[Start EXERCISE INPUT]

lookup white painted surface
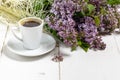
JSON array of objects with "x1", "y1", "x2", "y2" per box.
[
  {"x1": 61, "y1": 35, "x2": 120, "y2": 80},
  {"x1": 0, "y1": 24, "x2": 120, "y2": 80},
  {"x1": 0, "y1": 23, "x2": 59, "y2": 80}
]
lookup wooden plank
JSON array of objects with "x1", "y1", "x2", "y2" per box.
[
  {"x1": 0, "y1": 23, "x2": 8, "y2": 54},
  {"x1": 60, "y1": 35, "x2": 120, "y2": 80}
]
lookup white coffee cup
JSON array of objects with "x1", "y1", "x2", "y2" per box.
[{"x1": 12, "y1": 17, "x2": 44, "y2": 49}]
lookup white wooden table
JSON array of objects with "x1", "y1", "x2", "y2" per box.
[{"x1": 0, "y1": 24, "x2": 120, "y2": 80}]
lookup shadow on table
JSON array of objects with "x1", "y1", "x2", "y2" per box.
[{"x1": 2, "y1": 46, "x2": 56, "y2": 61}]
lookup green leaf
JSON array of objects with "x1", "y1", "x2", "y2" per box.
[
  {"x1": 87, "y1": 4, "x2": 95, "y2": 14},
  {"x1": 73, "y1": 11, "x2": 85, "y2": 17},
  {"x1": 71, "y1": 46, "x2": 76, "y2": 51},
  {"x1": 94, "y1": 16, "x2": 100, "y2": 26},
  {"x1": 107, "y1": 0, "x2": 120, "y2": 5}
]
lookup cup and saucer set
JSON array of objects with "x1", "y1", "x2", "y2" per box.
[{"x1": 6, "y1": 17, "x2": 56, "y2": 57}]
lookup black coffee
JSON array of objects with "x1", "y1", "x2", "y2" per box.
[{"x1": 23, "y1": 21, "x2": 40, "y2": 27}]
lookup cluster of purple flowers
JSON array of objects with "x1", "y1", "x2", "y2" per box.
[{"x1": 46, "y1": 0, "x2": 106, "y2": 50}]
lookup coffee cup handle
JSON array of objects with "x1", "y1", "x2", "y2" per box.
[{"x1": 12, "y1": 27, "x2": 23, "y2": 41}]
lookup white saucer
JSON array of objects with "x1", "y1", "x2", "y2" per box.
[{"x1": 6, "y1": 33, "x2": 56, "y2": 57}]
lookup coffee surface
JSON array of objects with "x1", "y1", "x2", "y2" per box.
[{"x1": 23, "y1": 21, "x2": 40, "y2": 27}]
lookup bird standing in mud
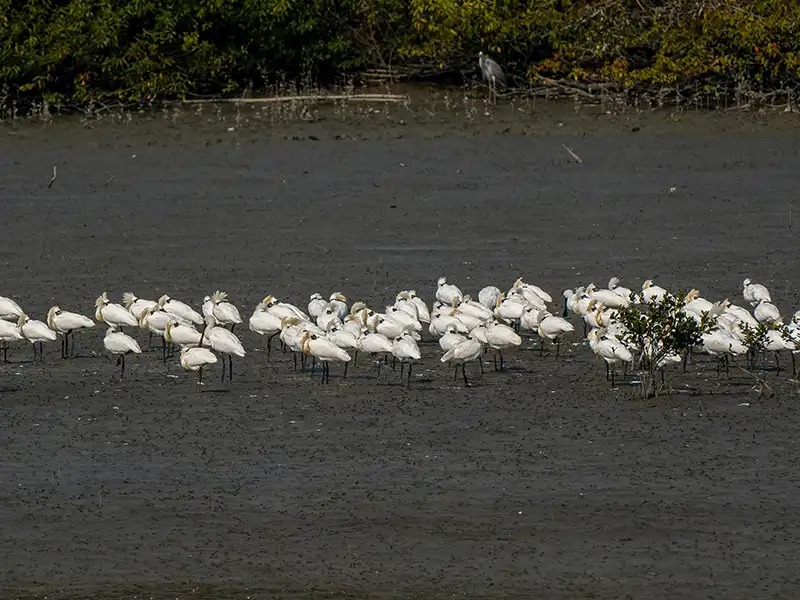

[End EXERCISE INPUT]

● AIM: Starting at the line containing "lookup cup and saucer set" and ending at the end of the records, rewrite those lines with the requests included, and offset every box coordinate in the answers by adding 56. Leave the pictures out of your answer.

● TASK SOLUTION:
lookup cup and saucer set
JSON array of objects with "x1", "y1", "x2", "y2" per box.
[{"x1": 62, "y1": 73, "x2": 112, "y2": 113}]
lookup black coffee
JSON array of objects with "x1", "y1", "x2", "y2" per box.
[{"x1": 79, "y1": 77, "x2": 96, "y2": 83}]
lookup cluster of purple flowers
JSON array of objects with "x1", "y1", "x2", "y2" per box.
[{"x1": 102, "y1": 56, "x2": 162, "y2": 106}]
lookup coffee cup handle
JSON array of objects with "x1", "y1", "x2", "y2" per box.
[{"x1": 68, "y1": 83, "x2": 79, "y2": 97}]
lookup white saucer
JSON array of objects with "x1", "y1", "x2", "y2" per box.
[{"x1": 62, "y1": 89, "x2": 112, "y2": 113}]
lookup coffee surface
JSON array of objects with "x1", "y1", "x2", "y2" per box.
[{"x1": 79, "y1": 77, "x2": 96, "y2": 83}]
lookup bird standing in mud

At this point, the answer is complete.